# EXTRACTED RECORDS:
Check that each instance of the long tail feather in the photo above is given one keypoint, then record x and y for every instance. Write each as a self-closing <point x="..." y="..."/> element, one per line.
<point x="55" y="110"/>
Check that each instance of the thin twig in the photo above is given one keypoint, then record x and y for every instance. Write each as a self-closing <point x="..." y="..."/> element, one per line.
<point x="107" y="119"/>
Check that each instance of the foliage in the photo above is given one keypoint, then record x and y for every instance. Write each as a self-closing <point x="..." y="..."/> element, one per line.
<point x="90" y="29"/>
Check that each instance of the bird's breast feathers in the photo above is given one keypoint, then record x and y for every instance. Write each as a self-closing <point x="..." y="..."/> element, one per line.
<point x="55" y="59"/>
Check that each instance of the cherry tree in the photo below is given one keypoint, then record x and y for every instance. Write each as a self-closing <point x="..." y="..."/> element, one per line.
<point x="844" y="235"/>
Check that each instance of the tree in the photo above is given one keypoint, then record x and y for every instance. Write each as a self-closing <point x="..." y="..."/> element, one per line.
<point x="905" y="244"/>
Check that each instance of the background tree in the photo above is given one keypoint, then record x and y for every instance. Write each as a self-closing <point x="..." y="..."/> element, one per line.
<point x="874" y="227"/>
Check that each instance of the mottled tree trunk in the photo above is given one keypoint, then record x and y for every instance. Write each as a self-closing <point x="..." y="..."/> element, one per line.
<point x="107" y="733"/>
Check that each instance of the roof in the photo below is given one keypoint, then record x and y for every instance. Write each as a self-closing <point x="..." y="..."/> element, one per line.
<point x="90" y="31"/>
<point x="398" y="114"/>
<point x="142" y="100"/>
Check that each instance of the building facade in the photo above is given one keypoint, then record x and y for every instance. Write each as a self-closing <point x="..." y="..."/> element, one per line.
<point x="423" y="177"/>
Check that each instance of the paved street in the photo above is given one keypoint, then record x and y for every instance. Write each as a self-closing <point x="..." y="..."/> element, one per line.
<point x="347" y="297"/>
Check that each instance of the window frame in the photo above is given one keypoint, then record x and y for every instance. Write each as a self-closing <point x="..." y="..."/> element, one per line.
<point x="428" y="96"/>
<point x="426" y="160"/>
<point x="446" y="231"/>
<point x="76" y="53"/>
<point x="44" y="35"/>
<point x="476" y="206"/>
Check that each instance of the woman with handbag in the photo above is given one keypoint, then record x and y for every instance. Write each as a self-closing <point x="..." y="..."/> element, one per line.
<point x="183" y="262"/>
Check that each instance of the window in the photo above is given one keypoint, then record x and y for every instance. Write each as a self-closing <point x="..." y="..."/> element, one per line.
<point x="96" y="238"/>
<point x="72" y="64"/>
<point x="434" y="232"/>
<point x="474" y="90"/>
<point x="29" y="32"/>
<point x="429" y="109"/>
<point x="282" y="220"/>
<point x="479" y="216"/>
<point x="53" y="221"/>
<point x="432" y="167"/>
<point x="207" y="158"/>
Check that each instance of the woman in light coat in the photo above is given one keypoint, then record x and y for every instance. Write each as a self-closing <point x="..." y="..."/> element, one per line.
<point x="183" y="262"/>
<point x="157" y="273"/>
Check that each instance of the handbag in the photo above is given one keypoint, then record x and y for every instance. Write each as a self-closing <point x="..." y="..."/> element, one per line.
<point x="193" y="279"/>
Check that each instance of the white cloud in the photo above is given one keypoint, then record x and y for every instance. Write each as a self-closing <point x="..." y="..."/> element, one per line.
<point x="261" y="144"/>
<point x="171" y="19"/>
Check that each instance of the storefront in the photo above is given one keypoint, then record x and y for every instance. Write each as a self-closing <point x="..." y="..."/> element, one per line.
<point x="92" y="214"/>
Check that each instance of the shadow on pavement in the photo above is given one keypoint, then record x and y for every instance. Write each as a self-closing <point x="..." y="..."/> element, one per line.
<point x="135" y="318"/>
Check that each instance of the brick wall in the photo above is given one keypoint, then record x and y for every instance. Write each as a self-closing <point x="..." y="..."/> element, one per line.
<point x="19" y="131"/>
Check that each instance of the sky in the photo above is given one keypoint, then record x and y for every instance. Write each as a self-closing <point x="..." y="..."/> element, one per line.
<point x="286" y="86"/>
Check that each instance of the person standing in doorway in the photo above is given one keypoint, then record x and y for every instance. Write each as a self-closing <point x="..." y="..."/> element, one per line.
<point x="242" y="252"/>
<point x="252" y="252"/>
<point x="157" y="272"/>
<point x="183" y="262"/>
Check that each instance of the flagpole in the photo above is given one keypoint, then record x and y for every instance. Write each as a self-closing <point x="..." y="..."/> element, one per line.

# SET PROBLEM:
Render every one of the records above as a numbered list, with one line per item and all blank lines omitted.

# EXERCISE RESULT:
1. Check that each instance of the long tail feather in the photo above is given one keypoint, then record x and y for every instance. Write each as a self-closing <point x="..." y="..."/> element, one per line.
2. <point x="55" y="110"/>
3. Check that each instance of the thin twig in the photo above is given one keypoint, then record x and y for every instance. Write each as a self-closing <point x="..." y="..."/> element, one per line.
4. <point x="107" y="119"/>
5. Check that each instance of the foliage in the photo above is given one keypoint, then record x and y for every instance. Write each as a self-closing <point x="..." y="..."/> element, one per line.
6. <point x="90" y="29"/>
7. Check that each instance of the bird's breast feathers in the photo above is given one keypoint, then record x and y for every instance. Write each as a self-closing <point x="..." y="..."/> element, one per line.
8. <point x="55" y="59"/>
9. Check that each instance of the cherry tree in the photo below is given one keypoint, then record x and y for every instance. Write each as a self-closing <point x="..." y="..."/> element, one per line.
10. <point x="844" y="235"/>
11. Check that each instance of the tree in the photo above is given one keypoint, then record x and y for every instance. Write each as a self-closing <point x="..." y="..."/> element, one per line.
12. <point x="905" y="244"/>
13. Check that each instance of the background tree in the photo above is given one keypoint, then record x and y for every instance. Write each as a self-closing <point x="..." y="..."/> element, one per line.
14. <point x="874" y="227"/>
15. Check that each instance of the mottled tree trunk in the photo above is given one keypoint, then record x and y for every instance. Write each as a self-closing <point x="..." y="..."/> element, one per line.
16. <point x="107" y="733"/>
17. Check that each instance of the roof in the photo below is given one keypoint, then record x and y for every instance. Write each as a self-closing <point x="..." y="..."/> element, one per line.
18. <point x="90" y="31"/>
19. <point x="398" y="114"/>
20. <point x="142" y="100"/>
21. Check that each instance of the building facade in the photo above is given one keypoint, then record x and y for every instance. Write each as a self-closing <point x="..." y="..."/> element, one per line.
22. <point x="423" y="177"/>
23. Check that each instance of the paved street in the photo above is given one keypoint, then record x and y for every instance. Write each as a self-closing <point x="..." y="..."/> element, one per line.
24. <point x="347" y="297"/>
25. Check that each instance of the window frame in the photo above is given one keypoint, then record x and y for every instance. Write each as a self-closing <point x="..." y="..."/> element, one per line.
26. <point x="428" y="96"/>
27. <point x="426" y="160"/>
28. <point x="446" y="231"/>
29. <point x="76" y="53"/>
30. <point x="44" y="35"/>
31. <point x="476" y="206"/>
32. Check that each instance of the woman with handbag in the photo above is given one keypoint, then record x and y for every instance. Write each as a self-closing <point x="..." y="..."/> element, one per line.
33. <point x="183" y="262"/>
34. Check that each instance of the window in the photo above is given one keypoint, then record x and y for every instance. Write each as a self-closing <point x="..." y="..."/> element, one per line.
35. <point x="96" y="238"/>
36. <point x="72" y="64"/>
37. <point x="434" y="232"/>
38. <point x="474" y="90"/>
39. <point x="29" y="32"/>
40. <point x="429" y="109"/>
41. <point x="282" y="220"/>
42. <point x="479" y="216"/>
43. <point x="53" y="221"/>
44. <point x="432" y="167"/>
45. <point x="207" y="158"/>
46. Check that each instance of the woman in light coat in the photo above is given one keypoint, then record x and y for every instance. Write each as a self-closing <point x="..." y="..."/> element, one per line.
47. <point x="183" y="262"/>
48. <point x="157" y="273"/>
49. Check that each instance of the handbag in the photo above is given one keypoint, then record x and y for every instance. Write each as a self-closing <point x="..." y="..."/> element, one per line.
50. <point x="193" y="279"/>
51. Check that each instance of the white cloud in the photo above is given one keypoint, then record x and y for every instance. Write each as a self-closing <point x="..." y="..."/> element, one per line.
52. <point x="261" y="144"/>
53. <point x="171" y="19"/>
54. Check that each instance of the storefront in the photo above is given one keypoint, then record x and y for every instance. Write each as a self-closing <point x="..." y="..."/> element, one per line.
55. <point x="92" y="214"/>
56. Check that each instance of the shadow on pavement in the photo above is given one keypoint, then record x and y for every instance. Write each as a self-closing <point x="..." y="..."/> element, one per line.
57. <point x="135" y="318"/>
58. Check that each instance of the brick wall in the photo above is given one keypoint, then record x and y for every instance. Write each as a self-closing <point x="..." y="..."/> element, one per line.
59. <point x="19" y="131"/>
60. Check that each instance of the sky in the photo above is given one keypoint, then record x and y for every instance. Write each as a self-closing <point x="..." y="..."/> element, one per line.
61. <point x="286" y="86"/>
62. Check that each instance of the person standing in doorway in the photo above is given one keypoint, then record x and y for every instance. Write each as a self-closing <point x="..." y="..."/> element, one per line.
63. <point x="242" y="252"/>
64. <point x="252" y="252"/>
65. <point x="157" y="272"/>
66. <point x="183" y="262"/>
67. Check that each instance of the flagpole in the photo above is given one keypoint, then record x and y for every instance. Write each as a self-closing <point x="..." y="..."/> element, one per line.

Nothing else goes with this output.